— Data entries —
================

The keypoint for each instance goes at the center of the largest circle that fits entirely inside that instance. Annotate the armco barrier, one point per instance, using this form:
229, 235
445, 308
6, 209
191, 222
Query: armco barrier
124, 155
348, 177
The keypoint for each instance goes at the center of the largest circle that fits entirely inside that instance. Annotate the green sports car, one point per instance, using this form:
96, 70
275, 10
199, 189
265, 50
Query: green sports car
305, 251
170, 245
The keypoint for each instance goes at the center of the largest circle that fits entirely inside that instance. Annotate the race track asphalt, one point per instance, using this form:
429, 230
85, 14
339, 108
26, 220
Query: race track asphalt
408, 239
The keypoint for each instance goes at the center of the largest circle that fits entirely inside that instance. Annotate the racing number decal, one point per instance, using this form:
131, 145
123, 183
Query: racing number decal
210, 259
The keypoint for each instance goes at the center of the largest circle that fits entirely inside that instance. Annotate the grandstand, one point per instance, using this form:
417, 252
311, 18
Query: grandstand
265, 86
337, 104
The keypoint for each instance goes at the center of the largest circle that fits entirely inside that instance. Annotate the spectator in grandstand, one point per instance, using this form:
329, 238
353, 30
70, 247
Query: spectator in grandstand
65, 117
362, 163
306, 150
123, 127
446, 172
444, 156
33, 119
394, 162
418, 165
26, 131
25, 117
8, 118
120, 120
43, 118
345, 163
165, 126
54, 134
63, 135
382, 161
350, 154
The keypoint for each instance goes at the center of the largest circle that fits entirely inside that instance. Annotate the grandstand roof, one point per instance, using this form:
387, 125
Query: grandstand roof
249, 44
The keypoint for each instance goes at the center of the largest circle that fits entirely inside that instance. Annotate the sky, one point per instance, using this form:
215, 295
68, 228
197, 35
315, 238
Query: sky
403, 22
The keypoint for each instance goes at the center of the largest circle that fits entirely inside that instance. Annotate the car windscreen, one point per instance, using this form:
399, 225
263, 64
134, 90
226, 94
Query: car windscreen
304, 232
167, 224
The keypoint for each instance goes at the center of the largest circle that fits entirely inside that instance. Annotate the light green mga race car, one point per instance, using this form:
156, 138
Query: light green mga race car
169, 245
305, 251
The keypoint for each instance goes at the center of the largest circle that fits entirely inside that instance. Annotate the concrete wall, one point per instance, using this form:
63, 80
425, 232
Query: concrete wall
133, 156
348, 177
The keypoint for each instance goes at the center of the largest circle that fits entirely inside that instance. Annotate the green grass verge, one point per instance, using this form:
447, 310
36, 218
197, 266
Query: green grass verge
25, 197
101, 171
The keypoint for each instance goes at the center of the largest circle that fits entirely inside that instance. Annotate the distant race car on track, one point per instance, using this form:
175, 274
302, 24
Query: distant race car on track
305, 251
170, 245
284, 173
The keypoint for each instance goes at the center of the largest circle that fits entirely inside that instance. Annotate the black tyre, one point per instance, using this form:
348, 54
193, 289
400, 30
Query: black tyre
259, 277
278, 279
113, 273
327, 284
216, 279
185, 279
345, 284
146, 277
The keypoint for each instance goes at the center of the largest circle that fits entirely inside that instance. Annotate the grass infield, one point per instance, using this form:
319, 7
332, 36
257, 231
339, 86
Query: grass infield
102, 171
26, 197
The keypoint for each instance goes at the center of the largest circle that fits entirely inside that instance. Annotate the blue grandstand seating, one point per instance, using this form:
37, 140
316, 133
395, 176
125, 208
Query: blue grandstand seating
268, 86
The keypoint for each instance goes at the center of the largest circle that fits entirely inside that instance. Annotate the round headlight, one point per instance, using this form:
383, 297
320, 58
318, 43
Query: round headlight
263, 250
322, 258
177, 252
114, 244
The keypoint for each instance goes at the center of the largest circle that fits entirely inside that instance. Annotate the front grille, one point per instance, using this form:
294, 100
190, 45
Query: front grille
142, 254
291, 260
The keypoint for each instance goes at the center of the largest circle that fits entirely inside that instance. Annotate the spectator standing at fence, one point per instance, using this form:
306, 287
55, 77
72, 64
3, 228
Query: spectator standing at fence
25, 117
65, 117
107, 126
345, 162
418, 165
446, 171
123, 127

================

— Short task —
Rewrite all of the items above, putting "marker" in place of every occurrence of "keypoint" and keeping everything else the same.

— Finished answer —
The marker for each instance goes at the center of the largest circle that fits entirely inside that instance. Annotate the armco barrier, one point per instance, using this form:
229, 235
445, 308
6, 209
191, 222
Query: armco barrier
124, 155
348, 177
The marker for each instance goes at the center of the largest circle that fits entirely inside that instance. Annotate the green sports car, one point per instance, using this form:
96, 70
275, 10
199, 189
265, 50
Query: green sports car
305, 251
170, 245
The marker for each instance goes at the center of the largest circle that fits entirely inside that instance. Annotate the race track asphalt, one point per instance, using this form:
429, 230
85, 14
339, 108
26, 220
Query: race track asphalt
408, 239
The marker for each instance goes at the center of the largest circle that fits entirely inside that instance. Annotate the racing number decal, one point per instance, using this form:
131, 145
123, 183
Query: racing number decal
210, 259
The marker for each instance goes at the center of the largest circle that fits entirely inside that instance. Annotate the grandstand, one point per instance, using this form:
417, 252
311, 18
Query: grandstand
265, 86
337, 104
The marker for each instance goes at the center of the largest circle that fits entirely inside that instance. Annotate the spectator in grandstand, one point per instance, using this form:
329, 238
353, 30
70, 247
Query: spectator in grandstand
65, 117
362, 163
306, 150
123, 127
446, 172
444, 156
33, 119
394, 162
418, 165
26, 131
25, 117
8, 118
120, 120
43, 118
345, 163
165, 126
54, 134
63, 135
382, 161
350, 154
The marker for each instance goes at the center of the largest circle that fits entirely inside that instance. Annotate the grandstand roof, one point per instance, using this form:
387, 125
Query: grandstand roof
249, 44
The marker for each instance goes at the center of the largest circle that fits entirely inside that instance. Annotate the sky, one point per instance, using this form:
215, 295
68, 228
197, 35
315, 238
Query: sky
403, 22
The marker for each instance goes at the center of the largest circle that fits entirely inside that instance. Annotate the car windscreen, one point per instance, using this form:
399, 225
263, 64
134, 90
226, 94
Query: car windscreen
304, 232
167, 224
The marker for each instance goes at the center of the largest circle that fits entirely inside that instance. Annotate the light green mga race car, one point per instance, using this form:
156, 138
Query: light green mga race car
169, 245
305, 251
The marker for each instance goes at the center of the largest circle that fits entirely inside that instance. Annotate the concrete wall, one point per instance, using this form:
63, 80
425, 232
Query: concrete wall
133, 156
348, 177
The marker for each instance goes at the center of the largest circle that fits entirely inside that instance. Annotate the green grass verge, one point per instance, using this form:
447, 310
36, 218
197, 266
Query: green grass verge
25, 197
101, 171
The marker for each instance goes at the center of the largest circle that fits entirely inside that instance. Annotate the distant race car on track, one point per instance, using this form:
175, 274
302, 24
Query: distant race car on track
305, 251
170, 245
284, 173
The marker for each instance goes at the center of the largest circle that fits entirely inside that instance. Annotate the black tyre, one point per instance, using this form:
348, 54
193, 289
400, 30
Query: black tyre
259, 277
278, 279
113, 273
327, 284
216, 279
185, 279
345, 284
146, 277
The marker for each instance goes at the center of the largest circle that fits entirely inside that instance. Annotate the grass infield, one point per instance, using this form:
319, 7
332, 36
257, 231
339, 86
Query: grass infield
102, 171
26, 197
The marker for each instance goes at the center of the largest circle that fits entirely inside that instance. Annotate the blue grandstand seating, one point per instance, using this form:
37, 140
316, 133
395, 176
125, 208
Query: blue grandstand seating
268, 86
The marker for each instance goes at the center of the largest circle that fits entirely inside that instance. Annotate the round headlight, one point per instance, using this form:
383, 297
320, 58
318, 43
Query: round headlight
263, 250
322, 258
177, 252
114, 244
The marker for each instance goes at the center of the largest circle that fits entirely inside that instance. Annotate the front grille, one point per instance, using this form:
294, 100
190, 45
Query: front grille
142, 254
291, 260
The marker for each instance goes at the center of the largest circle that fits entirely inside that instance. Annotate the spectator standing at fence, one point per instance, using this form:
306, 287
55, 77
72, 64
3, 228
Query: spectator standing at fence
25, 117
65, 117
107, 126
345, 162
418, 165
446, 171
123, 127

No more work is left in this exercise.